Collected data entries:

.....

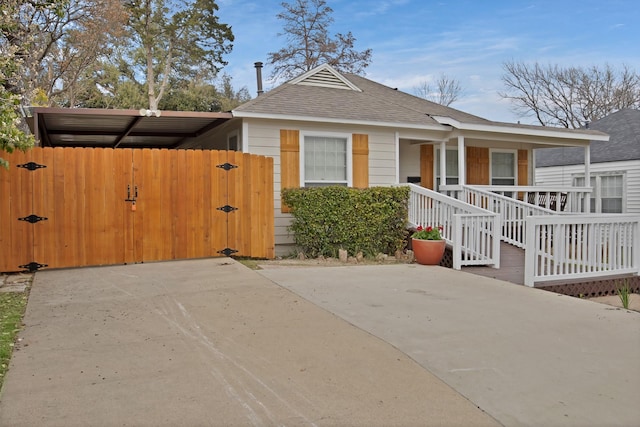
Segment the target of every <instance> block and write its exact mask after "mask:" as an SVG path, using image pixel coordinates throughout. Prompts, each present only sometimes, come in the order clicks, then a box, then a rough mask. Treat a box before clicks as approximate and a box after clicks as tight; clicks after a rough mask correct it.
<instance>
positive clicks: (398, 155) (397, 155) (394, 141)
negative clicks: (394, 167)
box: [394, 131, 400, 184]
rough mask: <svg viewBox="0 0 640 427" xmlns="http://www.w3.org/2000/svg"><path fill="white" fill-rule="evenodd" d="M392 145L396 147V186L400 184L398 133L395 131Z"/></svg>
mask: <svg viewBox="0 0 640 427" xmlns="http://www.w3.org/2000/svg"><path fill="white" fill-rule="evenodd" d="M394 143H395V145H396V184H400V132H397V131H396V133H395V135H394Z"/></svg>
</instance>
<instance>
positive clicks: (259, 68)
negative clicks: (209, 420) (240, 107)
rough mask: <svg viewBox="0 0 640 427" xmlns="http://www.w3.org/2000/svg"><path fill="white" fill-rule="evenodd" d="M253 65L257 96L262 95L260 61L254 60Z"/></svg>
mask: <svg viewBox="0 0 640 427" xmlns="http://www.w3.org/2000/svg"><path fill="white" fill-rule="evenodd" d="M253 65H255V67H256V79H257V80H258V96H260V95H262V94H263V93H264V91H263V90H262V62H256V63H254V64H253Z"/></svg>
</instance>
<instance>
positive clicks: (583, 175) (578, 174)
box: [571, 170, 627, 213]
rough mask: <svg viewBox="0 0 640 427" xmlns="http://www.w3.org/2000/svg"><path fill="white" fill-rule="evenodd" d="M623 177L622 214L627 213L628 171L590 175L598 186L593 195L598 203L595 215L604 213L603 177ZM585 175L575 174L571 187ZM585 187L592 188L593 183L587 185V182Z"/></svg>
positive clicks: (622, 191)
mask: <svg viewBox="0 0 640 427" xmlns="http://www.w3.org/2000/svg"><path fill="white" fill-rule="evenodd" d="M620 175H622V212H621V213H627V171H624V170H618V171H603V172H593V171H591V173H590V174H589V176H590V178H593V179H595V181H596V185H595V187H593V192H592V193H591V198H592V199H594V200H595V201H596V206H595V212H594V213H602V184H601V183H600V178H601V177H603V176H620ZM584 177H585V174H584V173H574V174H572V175H571V185H574V182H575V180H576V178H583V179H584ZM585 186H586V187H590V186H591V183H590V182H589V183H587V181H586V180H585Z"/></svg>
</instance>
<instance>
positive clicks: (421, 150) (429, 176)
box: [420, 145, 435, 190]
mask: <svg viewBox="0 0 640 427" xmlns="http://www.w3.org/2000/svg"><path fill="white" fill-rule="evenodd" d="M420 185H421V186H423V187H424V188H429V189H431V190H435V188H433V187H434V184H433V145H421V146H420Z"/></svg>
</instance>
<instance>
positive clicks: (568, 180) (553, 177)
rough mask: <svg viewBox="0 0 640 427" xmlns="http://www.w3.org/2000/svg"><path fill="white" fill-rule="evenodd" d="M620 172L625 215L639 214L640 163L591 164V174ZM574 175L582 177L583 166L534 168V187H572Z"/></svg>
mask: <svg viewBox="0 0 640 427" xmlns="http://www.w3.org/2000/svg"><path fill="white" fill-rule="evenodd" d="M603 172H621V173H624V174H625V177H626V180H625V183H624V186H625V188H624V192H625V194H626V196H625V199H624V202H623V203H624V205H625V206H626V210H625V212H626V213H640V161H638V160H633V161H625V162H608V163H592V164H591V174H596V173H603ZM575 175H584V165H570V166H552V167H544V168H541V167H538V168H536V185H540V186H542V185H544V186H554V185H557V186H572V185H573V177H574V176H575Z"/></svg>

.....

Aim of the exercise: Copy out the entries above in full and exactly, skipping every picture.

Your response:
Segment the target of every <instance> block and write its exact mask after "mask:" as an SVG path, using image pixel coordinates throughout. Prompts, each present only sometimes, come in the order clicks, then a box, then a rough mask. Treat a box before clicks as approximate and a box after clicks as tight; clicks after a rough mask correct it.
<instance>
positive clicks: (398, 155) (397, 155) (394, 141)
negative clicks: (394, 167)
box: [394, 131, 400, 184]
rough mask: <svg viewBox="0 0 640 427" xmlns="http://www.w3.org/2000/svg"><path fill="white" fill-rule="evenodd" d="M392 145L396 147V186L400 184L398 133L395 131Z"/></svg>
mask: <svg viewBox="0 0 640 427" xmlns="http://www.w3.org/2000/svg"><path fill="white" fill-rule="evenodd" d="M394 143H395V145H396V184H400V132H397V131H396V133H395V135H394Z"/></svg>
</instance>
<instance>
positive clicks: (259, 68)
negative clicks: (209, 420) (240, 107)
rough mask: <svg viewBox="0 0 640 427" xmlns="http://www.w3.org/2000/svg"><path fill="white" fill-rule="evenodd" d="M253 65L257 96L262 95L260 61L254 60Z"/></svg>
mask: <svg viewBox="0 0 640 427" xmlns="http://www.w3.org/2000/svg"><path fill="white" fill-rule="evenodd" d="M253 65H255V67H256V79H257V80H258V96H260V95H262V94H263V93H264V91H263V90H262V62H256V63H254V64H253Z"/></svg>
</instance>
<instance>
positive clicks: (583, 175) (578, 174)
box: [571, 170, 627, 213]
rough mask: <svg viewBox="0 0 640 427" xmlns="http://www.w3.org/2000/svg"><path fill="white" fill-rule="evenodd" d="M623 177L622 214L627 213L628 171L590 175L598 186L593 195L598 203L595 215L604 213L603 177ZM585 175L575 174L571 187ZM585 187L592 188L593 183L587 185V182Z"/></svg>
positive clicks: (622, 191)
mask: <svg viewBox="0 0 640 427" xmlns="http://www.w3.org/2000/svg"><path fill="white" fill-rule="evenodd" d="M620 175H622V212H621V213H627V171H624V170H618V171H603V172H593V171H591V173H590V174H589V176H590V178H593V179H595V181H596V185H595V187H593V192H592V193H591V198H592V199H594V200H595V201H596V206H595V212H594V213H602V184H601V183H600V178H601V177H603V176H620ZM584 177H585V174H584V173H574V174H572V175H571V185H574V182H575V180H576V178H583V179H584ZM585 186H586V187H590V186H591V183H590V182H589V183H587V181H586V180H585Z"/></svg>
</instance>
<instance>
positive clicks: (421, 150) (429, 176)
box: [420, 145, 435, 190]
mask: <svg viewBox="0 0 640 427" xmlns="http://www.w3.org/2000/svg"><path fill="white" fill-rule="evenodd" d="M420 185H421V186H423V187H424V188H429V189H431V190H435V188H433V187H434V184H433V145H421V146H420Z"/></svg>
</instance>
<instance>
positive clicks: (568, 180) (553, 177)
rough mask: <svg viewBox="0 0 640 427" xmlns="http://www.w3.org/2000/svg"><path fill="white" fill-rule="evenodd" d="M620 172L625 215L639 214L640 163L591 164V174ZM574 175L582 177L583 166L534 168V187H572Z"/></svg>
mask: <svg viewBox="0 0 640 427" xmlns="http://www.w3.org/2000/svg"><path fill="white" fill-rule="evenodd" d="M603 172H621V173H624V174H625V177H626V180H625V183H624V186H625V188H624V192H625V194H626V196H625V199H624V202H623V203H624V205H625V206H626V210H625V212H626V213H640V161H638V160H633V161H625V162H608V163H592V164H591V174H596V173H603ZM575 175H584V165H570V166H552V167H544V168H541V167H538V168H536V185H540V186H542V185H544V186H554V185H557V186H572V185H573V177H574V176H575Z"/></svg>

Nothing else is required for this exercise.